▸ COMPLETE O SEGUINTE
A - Responda com base no texto sobre terapia hormonal:
(i) Em que ano foram coletados os dados do estudo?
(ii) Que cargo Karen de Marca ocupa?
(iii) Segundo a estimativa citada por Marca, que percentual da população trans mundial desiste da terapia para afirmação de gênero?
B - Redigite o trecho do texto sobre terapia hormonal que vai de "Para chegar aos" até "hormonal naquele ano.", inclusive.
C - Segundo o texto sobre terapia hormonal, por que é difícil mensurar quantas pessoas desistem da terapia para afirmação de gênero? Responda em uma a três frases.

▸ TEXTO EM ESTUDO
>>
Para chegar aos resultados, o estudo vinculou seus dados, coletados em 2018, ao registro nacional de prescrição hormonal da Holanda. Assim, foram mapeados os jovens ainda recebendo injeção hormonal naquele ano.

Sobre os 2% que não usam mais hormônios de afirmação de gênero, os cientistas dizem não saber se eles pararam o tratamento porque se arrependeram da transição. Novos estudos sobre o tema estão previstos.

Karen de Marca, diretora da Sociedade Brasileira de Endocrinologia e Metabologia, avalia que o resultado do estudo condiz com avaliações clínicas de todo o mundo sobre atendimento à população trans. "Se a pessoa inicia seu tratamento de adequação sexual ainda na menoridade, observamos serem maiores as chances de autossatisfação e uma vida plenamente feliz."

Segundo ela, o acompanhamento do processo é muito importante. "Quando a criança primeiro manifesta a sua incongruência de gênero, já é acionada uma equipe multidisciplinar para atendê-la. São psicólogos e médicos de diversas especialidades", diz a especialista.

Em relação ao grupo que não prossegue o tratamento, Marca diz serem raros os casos. "Estima-se que 0,5% da população trans mundial desista da terapia para afirmação de gênero. É algo difícil de mensurar porque, em muitos casos, essas pessoas param de frequentar o consultório médico."
<<
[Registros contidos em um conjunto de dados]
>>
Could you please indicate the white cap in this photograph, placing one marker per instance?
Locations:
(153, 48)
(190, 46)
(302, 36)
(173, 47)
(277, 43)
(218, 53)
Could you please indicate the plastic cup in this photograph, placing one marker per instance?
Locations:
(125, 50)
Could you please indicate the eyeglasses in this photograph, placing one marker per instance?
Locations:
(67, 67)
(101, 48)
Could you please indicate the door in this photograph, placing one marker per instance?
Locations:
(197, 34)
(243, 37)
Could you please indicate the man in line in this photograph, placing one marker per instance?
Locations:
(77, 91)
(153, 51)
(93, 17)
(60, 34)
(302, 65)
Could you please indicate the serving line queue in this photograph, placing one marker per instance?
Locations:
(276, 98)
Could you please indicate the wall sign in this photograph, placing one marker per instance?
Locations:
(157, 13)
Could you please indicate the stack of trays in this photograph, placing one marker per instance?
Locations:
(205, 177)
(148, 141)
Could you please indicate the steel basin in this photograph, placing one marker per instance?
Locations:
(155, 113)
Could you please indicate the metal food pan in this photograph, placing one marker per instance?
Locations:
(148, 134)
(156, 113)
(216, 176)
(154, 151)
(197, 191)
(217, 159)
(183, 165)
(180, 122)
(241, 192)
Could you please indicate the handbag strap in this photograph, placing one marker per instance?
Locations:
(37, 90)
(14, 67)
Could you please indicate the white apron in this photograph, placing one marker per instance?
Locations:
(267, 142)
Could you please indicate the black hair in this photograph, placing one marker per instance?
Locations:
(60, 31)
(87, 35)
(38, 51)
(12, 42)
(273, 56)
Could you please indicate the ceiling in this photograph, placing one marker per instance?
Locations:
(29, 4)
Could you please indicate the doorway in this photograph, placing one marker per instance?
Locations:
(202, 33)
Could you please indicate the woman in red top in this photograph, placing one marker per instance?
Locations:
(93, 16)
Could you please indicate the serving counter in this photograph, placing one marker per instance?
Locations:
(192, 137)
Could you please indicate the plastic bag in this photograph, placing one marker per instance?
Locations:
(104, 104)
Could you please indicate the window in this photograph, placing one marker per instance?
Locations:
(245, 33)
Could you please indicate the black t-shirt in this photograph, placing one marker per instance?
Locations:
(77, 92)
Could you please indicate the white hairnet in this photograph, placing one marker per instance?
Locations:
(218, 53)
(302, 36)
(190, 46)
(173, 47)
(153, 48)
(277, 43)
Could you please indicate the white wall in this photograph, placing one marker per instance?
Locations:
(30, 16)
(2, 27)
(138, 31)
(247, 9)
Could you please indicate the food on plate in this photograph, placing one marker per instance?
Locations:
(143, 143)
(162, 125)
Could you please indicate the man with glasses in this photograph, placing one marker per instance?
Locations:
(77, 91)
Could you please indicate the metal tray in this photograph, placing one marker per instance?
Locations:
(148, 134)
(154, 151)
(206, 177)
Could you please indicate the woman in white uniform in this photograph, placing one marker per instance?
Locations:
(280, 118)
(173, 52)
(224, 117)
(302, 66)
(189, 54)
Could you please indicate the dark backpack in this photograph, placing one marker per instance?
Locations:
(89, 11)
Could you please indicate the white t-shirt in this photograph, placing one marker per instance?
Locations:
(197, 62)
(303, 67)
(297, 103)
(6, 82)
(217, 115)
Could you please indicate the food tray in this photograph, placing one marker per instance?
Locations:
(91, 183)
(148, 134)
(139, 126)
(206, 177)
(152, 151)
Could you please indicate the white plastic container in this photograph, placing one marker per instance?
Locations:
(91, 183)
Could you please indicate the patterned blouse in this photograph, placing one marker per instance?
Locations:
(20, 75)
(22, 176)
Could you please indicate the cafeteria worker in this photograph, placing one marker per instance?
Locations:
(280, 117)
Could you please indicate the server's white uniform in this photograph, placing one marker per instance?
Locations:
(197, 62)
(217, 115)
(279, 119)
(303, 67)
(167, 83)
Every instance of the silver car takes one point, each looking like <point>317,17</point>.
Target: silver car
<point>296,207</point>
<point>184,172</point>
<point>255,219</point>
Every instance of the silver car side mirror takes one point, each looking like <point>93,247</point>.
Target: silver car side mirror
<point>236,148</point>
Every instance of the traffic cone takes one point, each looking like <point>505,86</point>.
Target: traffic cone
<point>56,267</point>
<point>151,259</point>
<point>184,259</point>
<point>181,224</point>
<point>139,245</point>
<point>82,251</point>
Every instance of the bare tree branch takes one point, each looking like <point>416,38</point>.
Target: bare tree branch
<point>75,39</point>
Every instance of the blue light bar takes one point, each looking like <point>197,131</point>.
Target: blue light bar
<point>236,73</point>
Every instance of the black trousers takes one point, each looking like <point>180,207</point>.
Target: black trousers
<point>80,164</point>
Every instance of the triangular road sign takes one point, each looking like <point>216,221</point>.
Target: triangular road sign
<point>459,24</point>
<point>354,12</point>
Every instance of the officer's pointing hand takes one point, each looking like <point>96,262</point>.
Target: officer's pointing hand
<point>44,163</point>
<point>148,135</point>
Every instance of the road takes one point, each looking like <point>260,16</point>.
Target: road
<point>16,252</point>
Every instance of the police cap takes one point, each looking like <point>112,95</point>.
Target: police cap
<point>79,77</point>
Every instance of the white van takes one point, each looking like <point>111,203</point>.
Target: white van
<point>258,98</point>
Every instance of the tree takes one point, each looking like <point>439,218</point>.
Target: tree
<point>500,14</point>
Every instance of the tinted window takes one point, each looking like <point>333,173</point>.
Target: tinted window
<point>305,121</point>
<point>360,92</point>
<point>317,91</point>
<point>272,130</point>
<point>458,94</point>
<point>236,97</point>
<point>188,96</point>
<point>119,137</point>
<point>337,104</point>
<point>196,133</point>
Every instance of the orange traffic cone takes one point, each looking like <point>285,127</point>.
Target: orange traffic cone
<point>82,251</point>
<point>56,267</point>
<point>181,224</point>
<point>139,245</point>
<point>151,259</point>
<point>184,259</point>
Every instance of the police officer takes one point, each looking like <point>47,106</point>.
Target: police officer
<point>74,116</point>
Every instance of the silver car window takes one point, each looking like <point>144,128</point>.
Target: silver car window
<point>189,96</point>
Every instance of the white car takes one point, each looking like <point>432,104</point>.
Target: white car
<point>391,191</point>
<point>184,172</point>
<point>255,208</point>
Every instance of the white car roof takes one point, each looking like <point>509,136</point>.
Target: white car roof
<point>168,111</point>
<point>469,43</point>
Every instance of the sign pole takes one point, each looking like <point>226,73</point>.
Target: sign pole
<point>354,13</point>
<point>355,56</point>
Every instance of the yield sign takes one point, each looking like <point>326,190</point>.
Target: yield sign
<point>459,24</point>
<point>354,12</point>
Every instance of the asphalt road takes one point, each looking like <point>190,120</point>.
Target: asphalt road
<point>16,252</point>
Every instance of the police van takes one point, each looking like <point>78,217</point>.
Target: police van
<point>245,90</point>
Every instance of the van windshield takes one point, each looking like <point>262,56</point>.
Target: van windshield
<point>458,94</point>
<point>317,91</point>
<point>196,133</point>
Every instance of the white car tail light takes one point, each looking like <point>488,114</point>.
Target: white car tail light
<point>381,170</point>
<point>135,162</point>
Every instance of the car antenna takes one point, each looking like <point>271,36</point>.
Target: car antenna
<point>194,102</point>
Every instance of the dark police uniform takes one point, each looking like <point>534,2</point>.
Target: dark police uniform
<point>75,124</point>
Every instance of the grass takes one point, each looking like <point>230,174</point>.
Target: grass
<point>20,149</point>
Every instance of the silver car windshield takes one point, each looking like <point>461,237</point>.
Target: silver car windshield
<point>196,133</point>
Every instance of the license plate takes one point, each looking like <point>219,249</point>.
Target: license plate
<<
▸ RESPOSTAS POR TAREFA
A -
(i) Em 2018.
(ii) Diretora da Sociedade Brasileira de Endocrinologia e Metabologia.
(iii) 0,5%.

B -
Para chegar aos resultados, o estudo vinculou seus dados, coletados em 2018, ao registro nacional de prescrição hormonal da Holanda. Assim, foram mapeados os jovens ainda recebendo injeção hormonal naquele ano.

C - Porque, em muitos casos, essas pessoas param de frequentar o consultório médico.